-- START Exercise inputs --
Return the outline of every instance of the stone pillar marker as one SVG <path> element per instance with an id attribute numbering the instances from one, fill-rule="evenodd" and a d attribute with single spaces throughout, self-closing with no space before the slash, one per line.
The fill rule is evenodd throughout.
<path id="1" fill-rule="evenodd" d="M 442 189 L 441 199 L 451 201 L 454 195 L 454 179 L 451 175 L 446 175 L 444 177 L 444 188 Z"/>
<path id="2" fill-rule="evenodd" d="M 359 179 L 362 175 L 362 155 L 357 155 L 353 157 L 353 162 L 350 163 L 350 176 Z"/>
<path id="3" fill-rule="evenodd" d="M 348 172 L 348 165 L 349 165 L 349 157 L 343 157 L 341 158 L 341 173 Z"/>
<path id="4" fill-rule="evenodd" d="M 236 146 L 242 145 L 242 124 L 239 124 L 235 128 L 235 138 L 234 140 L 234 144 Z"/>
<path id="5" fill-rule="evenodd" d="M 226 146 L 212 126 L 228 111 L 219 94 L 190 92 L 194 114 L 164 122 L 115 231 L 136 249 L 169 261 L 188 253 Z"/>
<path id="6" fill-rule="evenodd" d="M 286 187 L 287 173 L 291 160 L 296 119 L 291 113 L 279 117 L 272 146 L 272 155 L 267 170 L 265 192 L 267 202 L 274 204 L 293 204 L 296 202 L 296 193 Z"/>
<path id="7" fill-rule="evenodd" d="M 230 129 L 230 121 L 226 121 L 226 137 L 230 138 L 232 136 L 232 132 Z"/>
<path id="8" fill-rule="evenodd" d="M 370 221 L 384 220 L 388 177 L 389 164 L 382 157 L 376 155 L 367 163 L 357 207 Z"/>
-- END Exercise inputs --
Short problem |
Rewrite the listing, renaming "stone pillar marker" to "boundary post" and leaving every other character as it is.

Solution to the problem |
Return the outline of every instance of the boundary post as one SVG <path> element per instance with an id attribute numbering the instances from one, fill-rule="evenodd" and a d attribute with single spaces throughout, self-closing with no space before the slash, one per line.
The fill rule is evenodd throughout.
<path id="1" fill-rule="evenodd" d="M 442 189 L 441 199 L 451 201 L 454 195 L 454 179 L 451 175 L 446 175 L 444 177 L 444 188 Z"/>
<path id="2" fill-rule="evenodd" d="M 359 179 L 362 175 L 362 155 L 357 155 L 353 157 L 353 162 L 350 163 L 350 176 Z"/>
<path id="3" fill-rule="evenodd" d="M 348 172 L 348 165 L 349 165 L 349 157 L 343 157 L 341 158 L 341 173 Z"/>
<path id="4" fill-rule="evenodd" d="M 236 146 L 242 145 L 242 124 L 239 124 L 235 128 L 235 138 L 234 140 L 234 144 Z"/>
<path id="5" fill-rule="evenodd" d="M 226 146 L 212 126 L 228 111 L 219 94 L 190 92 L 194 114 L 164 122 L 115 231 L 136 249 L 169 261 L 188 253 Z"/>
<path id="6" fill-rule="evenodd" d="M 286 187 L 287 173 L 291 160 L 296 119 L 291 113 L 279 117 L 272 146 L 272 155 L 267 170 L 265 192 L 267 202 L 274 204 L 293 204 L 296 202 L 296 193 Z"/>
<path id="7" fill-rule="evenodd" d="M 230 129 L 230 121 L 226 121 L 226 137 L 230 138 L 232 136 L 232 132 Z"/>
<path id="8" fill-rule="evenodd" d="M 370 221 L 384 220 L 388 177 L 389 164 L 382 157 L 376 155 L 367 163 L 357 207 Z"/>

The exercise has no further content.